Stated goal 1 – Count the lines in the rows below that contain the word "electrical", and reply with that number alone.

Page excerpt –
I love wood but this is certainly changing my thought pattern. Outstanding piece of work Danny. And seeing again how you do it is amazing. The shape, the lines, wonderful. Thank you for sharing with us.


----------



## Susi (Mar 3, 2013)

Now, this is SOME study of multiple materials! Nothing like a bombproof SS...next is tungsten carbide and mastodon ivory? Great work to say the least, rivets centered, epoxied trilayers, totally symetrical..sheesh!


----------



## Flatband (Dec 18, 2009)

Very elegant and solid looking Danny! Exceptional blend of materials and of course your shaping skills too!!!! Flatband


----------



## Devoman (Oct 15, 2010)

Sweet!


----------



## torsten (Feb 9, 2010)

A "clean" slingshot - no gimmicks, but really an eye catcher! I like this way!

Very good choice of materials, great craftsmanship - outstanding work Danny!

Best regards

Torsten


----------



## Danny0663 (Mar 15, 2011)

Exercise materials –
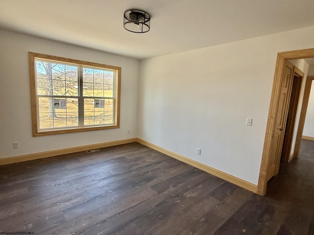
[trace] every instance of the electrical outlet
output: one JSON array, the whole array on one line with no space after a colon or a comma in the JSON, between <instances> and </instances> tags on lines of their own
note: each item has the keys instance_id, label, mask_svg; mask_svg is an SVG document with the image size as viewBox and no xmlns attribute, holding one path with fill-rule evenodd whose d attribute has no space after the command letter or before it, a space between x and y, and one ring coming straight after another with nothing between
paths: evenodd
<instances>
[{"instance_id":1,"label":"electrical outlet","mask_svg":"<svg viewBox=\"0 0 314 235\"><path fill-rule=\"evenodd\" d=\"M18 142L13 142L13 148L19 148Z\"/></svg>"}]
</instances>

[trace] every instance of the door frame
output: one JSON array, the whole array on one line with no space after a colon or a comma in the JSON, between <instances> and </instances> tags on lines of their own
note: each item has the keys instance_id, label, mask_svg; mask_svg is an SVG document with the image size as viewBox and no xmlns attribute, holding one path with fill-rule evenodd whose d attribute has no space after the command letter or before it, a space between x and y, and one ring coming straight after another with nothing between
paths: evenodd
<instances>
[{"instance_id":1,"label":"door frame","mask_svg":"<svg viewBox=\"0 0 314 235\"><path fill-rule=\"evenodd\" d=\"M300 150L301 140L302 138L303 127L304 127L305 116L306 115L306 111L308 109L309 98L310 98L310 93L311 92L311 88L312 85L312 81L313 80L314 80L314 76L308 76L306 78L305 89L304 90L304 95L303 95L303 100L302 101L302 107L301 110L301 114L300 115L300 121L299 122L298 132L297 132L296 135L297 141L295 142L295 146L294 147L294 157L296 158L299 157L299 151Z\"/></svg>"},{"instance_id":2,"label":"door frame","mask_svg":"<svg viewBox=\"0 0 314 235\"><path fill-rule=\"evenodd\" d=\"M291 96L288 108L288 116L285 128L285 136L283 143L281 161L289 162L294 157L294 151L290 154L293 134L295 127L295 119L300 102L300 95L304 73L295 66L294 67ZM291 112L291 113L289 113ZM295 128L296 129L296 128Z\"/></svg>"},{"instance_id":3,"label":"door frame","mask_svg":"<svg viewBox=\"0 0 314 235\"><path fill-rule=\"evenodd\" d=\"M269 111L268 112L268 117L266 128L266 133L265 134L265 140L264 141L264 146L262 157L260 176L257 186L257 192L260 195L264 195L266 194L267 183L267 175L269 166L269 160L270 159L270 154L272 143L272 136L274 130L275 116L278 109L278 101L279 98L280 86L286 61L288 60L305 59L313 57L314 57L314 48L285 51L279 52L277 54L275 75L274 76L274 82L273 83L272 91L271 92ZM302 105L302 108L303 108L303 106ZM302 126L304 126L304 125L305 115L304 115L304 117L300 117L298 129L300 129L301 124L303 123L303 124L301 125ZM301 118L302 118L302 119ZM302 129L303 130L303 128ZM298 134L299 134L299 131L300 130L298 129ZM302 133L301 136L299 136L300 135L297 135L297 139L295 147L295 150L297 150L297 153L298 153L299 150L297 148L297 147L299 149ZM297 154L296 155L297 156Z\"/></svg>"}]
</instances>

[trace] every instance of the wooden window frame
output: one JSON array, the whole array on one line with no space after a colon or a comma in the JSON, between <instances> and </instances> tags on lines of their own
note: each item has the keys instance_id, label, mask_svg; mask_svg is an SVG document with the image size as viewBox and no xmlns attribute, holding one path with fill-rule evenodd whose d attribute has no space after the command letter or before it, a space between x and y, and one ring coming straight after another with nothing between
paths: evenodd
<instances>
[{"instance_id":1,"label":"wooden window frame","mask_svg":"<svg viewBox=\"0 0 314 235\"><path fill-rule=\"evenodd\" d=\"M99 125L74 126L71 127L54 128L49 130L40 129L39 128L39 105L37 91L36 71L35 70L35 60L47 60L59 63L71 64L79 66L86 66L92 68L110 70L115 72L113 86L113 123L110 124ZM56 135L73 132L105 130L120 127L120 100L121 92L121 68L96 63L89 62L79 60L46 55L39 53L28 52L29 65L29 80L30 89L30 101L31 109L32 131L33 137ZM79 96L83 97L82 95ZM79 112L78 110L79 115Z\"/></svg>"}]
</instances>

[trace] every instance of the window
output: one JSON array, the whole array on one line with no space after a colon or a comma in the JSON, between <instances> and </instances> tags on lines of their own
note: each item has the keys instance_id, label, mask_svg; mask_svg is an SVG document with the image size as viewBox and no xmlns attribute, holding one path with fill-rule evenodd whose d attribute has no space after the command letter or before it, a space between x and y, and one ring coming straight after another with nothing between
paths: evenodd
<instances>
[{"instance_id":1,"label":"window","mask_svg":"<svg viewBox=\"0 0 314 235\"><path fill-rule=\"evenodd\" d=\"M28 54L33 136L119 128L120 67Z\"/></svg>"}]
</instances>

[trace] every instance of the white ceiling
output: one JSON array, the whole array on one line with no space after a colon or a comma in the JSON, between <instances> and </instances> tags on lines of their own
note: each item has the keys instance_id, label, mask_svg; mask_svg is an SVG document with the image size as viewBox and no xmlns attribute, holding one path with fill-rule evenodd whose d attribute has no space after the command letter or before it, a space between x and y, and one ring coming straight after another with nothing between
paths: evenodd
<instances>
[{"instance_id":1,"label":"white ceiling","mask_svg":"<svg viewBox=\"0 0 314 235\"><path fill-rule=\"evenodd\" d=\"M151 30L123 26L141 9ZM314 25L313 0L0 0L0 28L137 59Z\"/></svg>"}]
</instances>

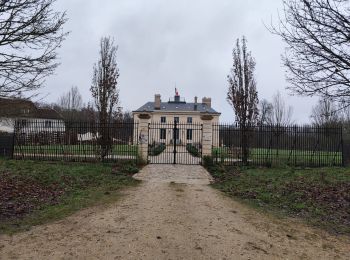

Stated goal 2 – Extend the slingshot forum thread from the point where it stops.

Task response 1 – 2

Task response 2 –
> An absolute FANTASTIC work, full of finesse and craftmanship!!!
> 
> One of the best well-balanced slingshots I've ever seen :bowdown:
> 
> ...


Thanks Q! means a lot coming from you.



> I love wood but this is certainly changing my thought pattern. Outstanding piece of work Danny. And seeing again how you do it is amazing. The shape, the lines, wonderful. Thank you for sharing with us.






> Now, this is SOME study of multiple materials! Nothing like a bombproof SS...next is tungsten carbide and mastodon ivory? Great work to say the least, rivets centered, epoxied trilayers, totally symetrical..sheesh!


Lol!? tungsten carbide slingshots ...


----------



## Mr.Teh (Feb 28, 2012)

tnflipper52 said:


> I love wood but this is certainly changing my thought pattern. Outstanding piece of work Danny. And seeing again how you do it is amazing. The shape, the lines, wonderful. Thank you for sharing with us.


 :iagree: Yes outstanding work !!


----------



## Dayhiker (Mar 13, 2010)

I can't add anything to what's already been said -- just a superb piece in every way. :bowdown: :bowdown: :bowdown: :bowdown:


----------



## Danny0663 (Mar 15, 2011)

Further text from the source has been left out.